ЧТО НУЖНО СДЕЛАТЬ:
(a) Воспроизведите без изменений фрагмент очерка о Фрэнке Харрисе между словами «Из Нью-Йорка Харрис» и «адвокатов штата Канзас.» включительно.
(b) Перечислите все страны, по городам которых Харрис путешествовал в своих литературных поисках после возвращения в Европу, согласно очерку о Фрэнке Харрисе.
(c) В каком году, согласно очерку о Фрэнке Харрисе, он обосновался в Англии, чтобы серьезно заняться журналистикой?

Фрэнк Харрис
Моя жизнь и любовь
Коротко об авторе
Фрэнк Харрис (1855–1931, Джеймс Томас Харрис) родился 14 февраля 1855 года в Голуэе, в Ирландии, в семье валлийцев. Его отец, Томас Вернон Харрис, был военно-морским офицером из Фишгарда, Уэльс. Живя со своим старшим братом, Фрэнк около года больше проучился в Королевской школе в Арме. В возрасте 12 лет он был отправлен в Уэльс, чтобы продолжить свое образование в гимназии Ruabon в Дербишире, однако мальчик был недоволен школой и в частности царившими в ней гомосексуальным насилием, как со стороны старших школьников, так и со стороны педагогического состава (обо всём этом он с ужасающими подробностями рассказал в своей откровенной книге-исповеди «My Life and Loves» – «Моя жизнь и любовь»). Ровно через год мальчик сбежал оттуда в Соединенные Штаты и в конце 1869 года приехал в Нью-Йорк практически без гроша. В 13 лет он подрабатывал случайными заработками, чтобы прокормить себя, работая сначала чистильщиком обуви, носильщиком, разнорабочим и строителем на возведении Бруклинского моста. Позже Харрис описал эти ранние профессиональные опыты в рассказах, которые включил в свою первую книгу «Бомба» (1908).
Из Нью-Йорка Харрис переехал на Средний Запад Америки, поселившись во втором по величине городе страны, Чикаго, где он устроился на работу клерком в отеле, а затем и менеджером. Благодаря тому, что Чикаго занимал центральное место в мясной индустрии, Харрис познакомился с различными скотоводами, которые вдохновили его покинуть большой город и заняться животноводством. Так он стал ковбоем. В конце концов Харрису надоела жизнь в индустрии крупного рогатого скота и он поступил в университет штата Канзас, где изучал право и получил степень, а также допуск к государственной ассоциации адвокатов штата Канзас.
В 1878 году в Брайтоне он женился на Флоренс Рут Адамс, которая умерла в следующем году. Вскоре после ее кончины Харрис понял, что не создан для юридической деятельности и решил обратить свое внимание на литературу. Он вернулся в Европу, в своих литературных поисках путешествовал по разным городам Германии, Австрии, Франции и Греции. Некоторое время он проработал корреспондентом американской газеты, прежде чем обосноваться в Англии в 1882 году, чтобы серьезно заняться журналистикой.
Харрис впервые стал известен в качестве редактора ряда лондонских газет, включая Evening News, Fortnightly Review и Saturday Review; последняя является высшей точкой его журналистской карьеры, где он завёл дружбу с Г. Уэллсом и Дж. Бернардом Шоу, как регулярными авторами.

Элементы данных
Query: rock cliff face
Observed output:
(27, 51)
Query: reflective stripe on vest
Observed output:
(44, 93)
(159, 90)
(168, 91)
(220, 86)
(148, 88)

ОТВЕТЫ К ЗАДАНИЯМ:
(a)
Из Нью-Йорка Харрис переехал на Средний Запад Америки, поселившись во втором по величине городе страны, Чикаго, где он устроился на работу клерком в отеле, а затем и менеджером. Благодаря тому, что Чикаго занимал центральное место в мясной индустрии, Харрис познакомился с различными скотоводами, которые вдохновили его покинуть большой город и заняться животноводством. Так он стал ковбоем. В конце концов Харрису надоела жизнь в индустрии крупного рогатого скота и он поступил в университет штата Канзас, где изучал право и получил степень, а также допуск к государственной ассоциации адвокатов штата Канзас.

(b) Германия, Австрия, Франция, Греция.

(c) В 1882 году.